Dataset records
________________________________________

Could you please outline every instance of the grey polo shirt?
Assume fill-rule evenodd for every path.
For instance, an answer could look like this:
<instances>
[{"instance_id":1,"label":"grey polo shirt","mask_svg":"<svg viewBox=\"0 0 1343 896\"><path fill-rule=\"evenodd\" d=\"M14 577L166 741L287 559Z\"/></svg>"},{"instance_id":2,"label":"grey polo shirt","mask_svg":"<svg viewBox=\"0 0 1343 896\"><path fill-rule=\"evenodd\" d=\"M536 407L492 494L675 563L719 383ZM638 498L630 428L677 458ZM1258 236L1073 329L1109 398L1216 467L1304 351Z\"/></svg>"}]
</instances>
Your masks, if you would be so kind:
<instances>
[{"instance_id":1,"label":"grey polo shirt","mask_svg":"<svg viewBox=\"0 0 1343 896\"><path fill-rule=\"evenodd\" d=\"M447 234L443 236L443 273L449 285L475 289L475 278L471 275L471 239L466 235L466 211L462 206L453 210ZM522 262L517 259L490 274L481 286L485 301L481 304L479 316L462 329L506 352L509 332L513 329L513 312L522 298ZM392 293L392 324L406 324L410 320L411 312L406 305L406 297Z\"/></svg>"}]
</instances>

________________________________________

GOAL: Please lay out each line of the records above as a numbered list, leaving out any blank lines.

FINISHED TASK:
1. Could you please outline every instance of the grey polo shirt?
2. Assume fill-rule evenodd for every path.
3. For instance, an answer could look like this:
4. <instances>
5. [{"instance_id":1,"label":"grey polo shirt","mask_svg":"<svg viewBox=\"0 0 1343 896\"><path fill-rule=\"evenodd\" d=\"M14 577L166 741L287 559Z\"/></svg>"},{"instance_id":2,"label":"grey polo shirt","mask_svg":"<svg viewBox=\"0 0 1343 896\"><path fill-rule=\"evenodd\" d=\"M536 407L492 494L675 563L719 383ZM638 498L630 428L677 458ZM1258 236L1073 329L1109 398L1216 467L1304 351Z\"/></svg>"}]
6. </instances>
7. Your masks, if you would be so kind:
8. <instances>
9. [{"instance_id":1,"label":"grey polo shirt","mask_svg":"<svg viewBox=\"0 0 1343 896\"><path fill-rule=\"evenodd\" d=\"M447 234L443 236L443 273L449 285L475 289L475 278L471 275L471 239L466 235L466 211L462 206L453 210ZM522 262L517 259L490 274L481 286L485 301L481 304L479 316L462 329L506 352L509 332L513 329L513 312L522 298ZM392 293L392 324L406 324L410 320L411 312L406 305L406 297Z\"/></svg>"}]
10. </instances>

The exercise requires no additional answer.